## BRANO
============================================================
Tutti diversi, tutti uguali (1Corinzi 12:12-27)
Riflessioni bibliche pubblicate sul sito del David et Jonathan, associazione credenti LGBT francese, il 12 maggio 2008, liberamente tradotte da Marco Galvagno
Cari amici, ci siamo fissati come tema di riflessione quest’anno: tutti diversi, tutti uguali (1Corinzi 12:12-27). E’ un bel tema. Ma sappiamo che in realtà non è così facile da mettere in pratica. Già tra noi l’uguaglianza tra uomini e donne è un tema ricorrente a David e Jonathan (ndr gruppo di cristiani LGBT francese), ma anche le nostre differenze religiose, poiché le nostre origini sono svariate: tra i cattolici tradizionalisti e i cattolici progressisti, gli ortodossi, i protestanti storici ed i protestanti evangelici vi sono molte differenze, senza poi dimenticare la sfaldatura ancora più forte che vi è tra i praticanti e non praticanti.
Tutte queste origini confessionali diverse potrebbero separarci e a volte ci separano. Ma questo argomento “tutti diversi, tutti uguali” non è solo uno slogan riservato al David e Jonathan, ma noi lo riconosciamo in filigrana nel testo di San Paolo nella lettera ai corinzi. E’ il tema di questo capitolo che riguarda la chiesa di Gesù Cristo nel suo insieme. E noi vorremmo che un giorno le Chiese possano dire chiaramente e riconoscere che siamo cristiani omosessuali, tutti diversi e tutti uguali.
Certo le posizioni delle chiese ufficiali sono molto diverse le une dalle altre e variano. Alcune chiese protestanti isolate vivono questo riconoscimento, accettando ministri gay e benedicendo coppie dello stesso sesso. Ma sono ancora troppo poche. Forse potremmo leggere queste aperture come segni profetici, di un futuro migliore, e come incoraggiamento nella nostra battaglia verso il riconoscimento di ciò che siamo.
============================================================
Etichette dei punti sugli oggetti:
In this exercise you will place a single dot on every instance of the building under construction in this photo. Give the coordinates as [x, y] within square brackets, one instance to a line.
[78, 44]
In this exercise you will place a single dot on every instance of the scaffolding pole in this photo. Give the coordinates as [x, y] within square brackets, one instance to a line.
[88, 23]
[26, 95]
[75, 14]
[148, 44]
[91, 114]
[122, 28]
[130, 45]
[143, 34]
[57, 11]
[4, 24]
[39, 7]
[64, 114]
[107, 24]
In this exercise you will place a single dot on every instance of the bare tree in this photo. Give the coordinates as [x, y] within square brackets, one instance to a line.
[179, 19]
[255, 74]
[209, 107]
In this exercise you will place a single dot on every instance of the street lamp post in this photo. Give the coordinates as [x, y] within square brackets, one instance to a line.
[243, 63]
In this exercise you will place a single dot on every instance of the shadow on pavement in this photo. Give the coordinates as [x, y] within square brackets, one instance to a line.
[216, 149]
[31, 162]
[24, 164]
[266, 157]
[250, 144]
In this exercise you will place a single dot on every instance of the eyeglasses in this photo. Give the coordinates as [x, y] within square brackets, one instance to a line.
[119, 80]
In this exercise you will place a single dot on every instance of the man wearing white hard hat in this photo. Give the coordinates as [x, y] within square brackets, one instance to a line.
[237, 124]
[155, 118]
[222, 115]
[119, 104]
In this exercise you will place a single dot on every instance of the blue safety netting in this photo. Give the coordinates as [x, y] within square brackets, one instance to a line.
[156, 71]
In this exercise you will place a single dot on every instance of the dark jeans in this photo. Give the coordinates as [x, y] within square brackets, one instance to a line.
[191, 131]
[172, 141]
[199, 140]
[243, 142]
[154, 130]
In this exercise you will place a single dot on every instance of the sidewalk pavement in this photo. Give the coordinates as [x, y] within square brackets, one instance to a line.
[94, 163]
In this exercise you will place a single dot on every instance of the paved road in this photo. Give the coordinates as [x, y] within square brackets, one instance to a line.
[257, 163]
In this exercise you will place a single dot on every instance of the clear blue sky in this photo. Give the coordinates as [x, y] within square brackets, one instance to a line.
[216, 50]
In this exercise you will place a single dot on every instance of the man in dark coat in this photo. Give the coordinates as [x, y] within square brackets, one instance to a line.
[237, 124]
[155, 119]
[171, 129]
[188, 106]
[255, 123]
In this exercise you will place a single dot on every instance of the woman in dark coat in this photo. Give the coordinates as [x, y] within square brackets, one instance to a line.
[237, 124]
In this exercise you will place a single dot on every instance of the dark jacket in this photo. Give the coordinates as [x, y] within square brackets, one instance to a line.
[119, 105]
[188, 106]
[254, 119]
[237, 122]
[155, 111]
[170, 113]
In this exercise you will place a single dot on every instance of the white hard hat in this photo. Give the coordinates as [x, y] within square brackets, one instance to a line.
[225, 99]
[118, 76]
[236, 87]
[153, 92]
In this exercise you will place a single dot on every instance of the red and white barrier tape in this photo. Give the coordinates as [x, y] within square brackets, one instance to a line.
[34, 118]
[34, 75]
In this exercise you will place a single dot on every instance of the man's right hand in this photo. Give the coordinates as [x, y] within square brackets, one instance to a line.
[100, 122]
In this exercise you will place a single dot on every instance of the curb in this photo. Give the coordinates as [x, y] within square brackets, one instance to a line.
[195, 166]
============================================================
## ELENCO COMPITI
a: Riporta alla lettera la parte del brano compresa tra "Tutte queste origini" e "e tutti uguali.", inclusi.
b: Secondo il brano, in che modo alcune chiese protestanti isolate vivono il riconoscimento dei cristiani omosessuali?

## RISPOSTE SVOLTE
a:
Tutte queste origini confessionali diverse potrebbero separarci e a volte ci separano. Ma questo argomento “tutti diversi, tutti uguali” non è solo uno slogan riservato al David e Jonathan, ma noi lo riconosciamo in filigrana nel testo di San Paolo nella lettera ai corinzi. E’ il tema di questo capitolo che riguarda la chiesa di Gesù Cristo nel suo insieme. E noi vorremmo che un giorno le Chiese possano dire chiaramente e riconoscere che siamo cristiani omosessuali, tutti diversi e tutti uguali.

b: Accettano ministri gay e benedicono coppie dello stesso sesso.